TEXT EXTRACT ▸
In modern data science projects where we are heading more towards neural networks, we know that the memory consumption of any computer system by the networks and layers is very high than the normal machine learning programs. We need to build our models to perform accurately and with higher speed without harming the computer system. Normally in a position where we are modeling neural networks, we require an enabled GPU in our system to speed up training the model and computer programs. To work efficiently with the GPUs, we also require deep knowledge of GPU programming. GPU programming or general-purpose computing on a GPU is the program to use the GPU and CPU to speed up the computation in applications.
Several GPU programming platforms are available, like Nvidia’s CUDA, OpenCL, OpenACC; these platforms allow users to focus on high-level computing concepts by ignoring the language barrier between the GPU and CPU. But in today’s nature of the development of models, one should know these technologies. These advanced technologies are becoming harder to learn. If we are not familiar with using this advanced computing and need to perform, it will take some time to learn and perform because they are deep in concepts and require rigorous programming. Here comes the triton to save our time and effort.
Triton is a python-like programming language that provides features like writing GPU codes without having so much experience. We can also write efficient programs of GPU programming in just a few lines of code. It takes a lot of effort to write a single program. These features also boost the kernels’ efficiency up to 2x than the torch implementations.

WHAT THIS EXERCISE ASKS ▸
(A) Print the exact wording of the Triton text starting at "Several GPU programming" and ending at "time and effort.".
(B) Pick up the text on Triton and GPU programming after its last sentence and keep writing it.
Nothing here requires the listing.

GIVEN DATA ▸
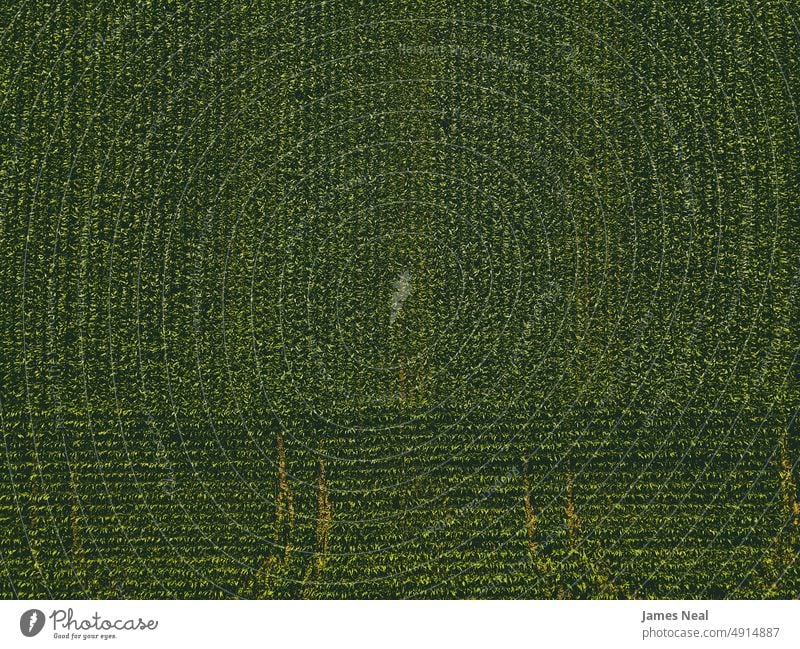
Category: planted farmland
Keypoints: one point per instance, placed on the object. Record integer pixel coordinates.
(425, 299)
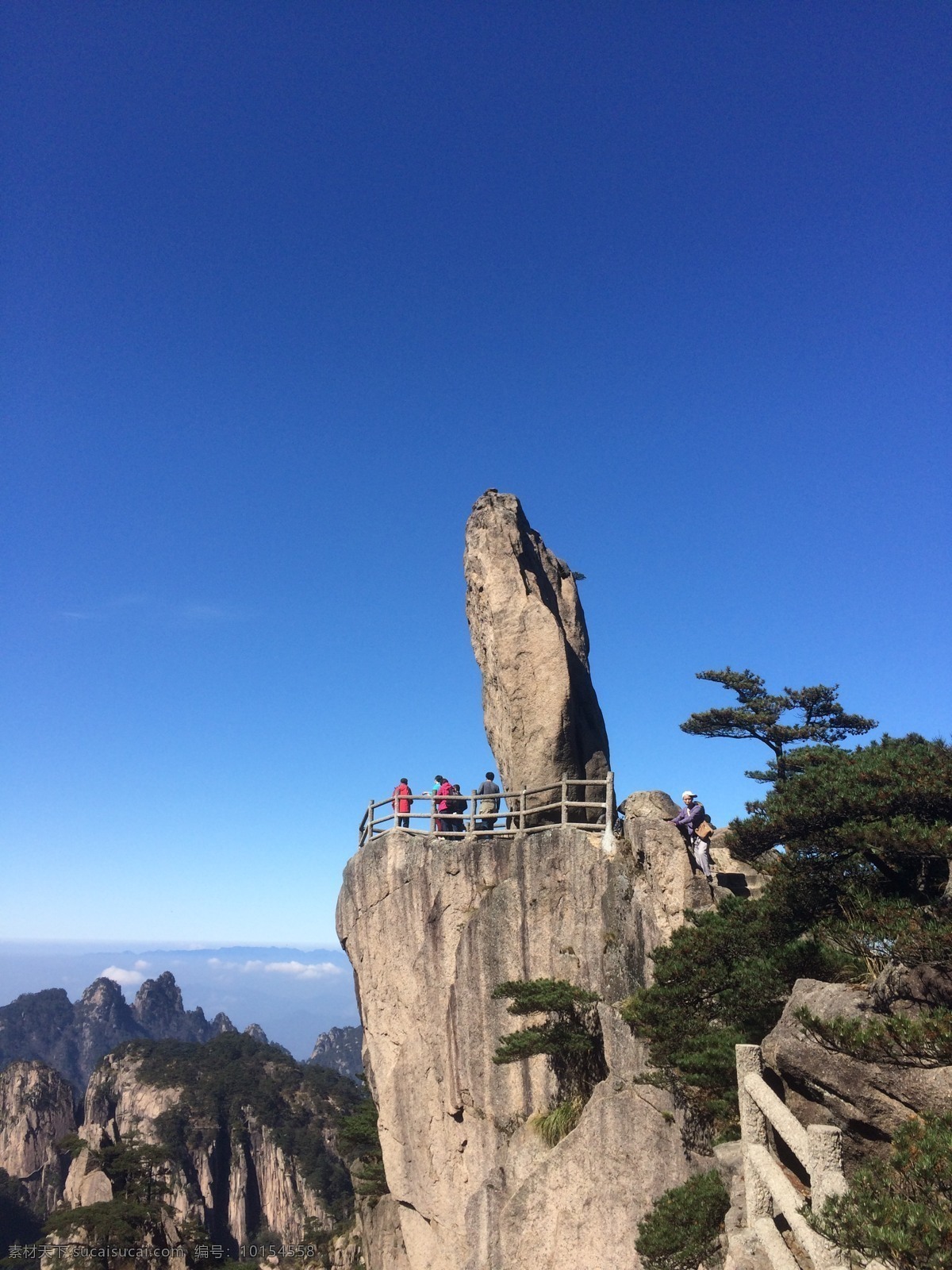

ANSWER SET ▸
(A)
Several GPU programming platforms are available, like Nvidia’s CUDA, OpenCL, OpenACC; these platforms allow users to focus on high-level computing concepts by ignoring the language barrier between the GPU and CPU. But in today’s nature of the development of models, one should know these technologies. These advanced technologies are becoming harder to learn. If we are not familiar with using this advanced computing and need to perform, it will take some time to learn and perform because they are deep in concepts and require rigorous programming. Here comes the triton to save our time and effort.

(B)
The modern architecture of GPUs can be divided into three parts.
- DRAM (Dynamic Random Access Memory) – DRAM is a type of random access memory, and semiconductor memory that stores each bit of data in a memory cell and uses it for program code needed by the computer processor and deletes it after the process is done.
- SRAM(Static Random Access Memory) – SRAM is a random access memory that holds data bits and programs into its memory cell until the computer’s power is being supplied.
- ALU (Arithmetic logic unit)- ALU is the part of a computer processor that carries out the operation (arithmetic or logical) on the operands according to the command from the computer.

Image source.
Here, Core(SM) is a streaming multiprocessor(SMs). Each SMs contains eight cores, and different processes get distributed between the cores. Any GPU programming consists of many challenges, and roughly we can divide them into three cases.
- Transfer of memory from DRAM needs to be gathered in large amounts to utilize the more width provided by the memory interface.
- Data must be stored in a way in SRAM to be utilized and managed repeatedly and does not become difficult to retrieve data or share data.
- All the computation must be partitioned and scheduled in such a way both across Sm and within SMs so that the ALU can promote thread-level parallelism.
All the challenges are the subject of research and even become difficult for experienced people. The main motive of Triton is to automate these optimizations so that data science practitioners can better focus on the performance of the model instead of focusing on solving the distribution and scheduling the GPU unit. Triton facilitates us with three types of automation.
- Memory coalescing
- Shared memory management
- Scheduling (within SMs)
Next, in this article, we will try to make a fused softmax operation using triton, torch native and torch jit and compare the performance against them. Before making the operation, let’s understand the Fused softmax kernel. Kernel functions (kernels) can implicitly map data points into high dimensional spaces and make it easier to learn complex decision boundaries.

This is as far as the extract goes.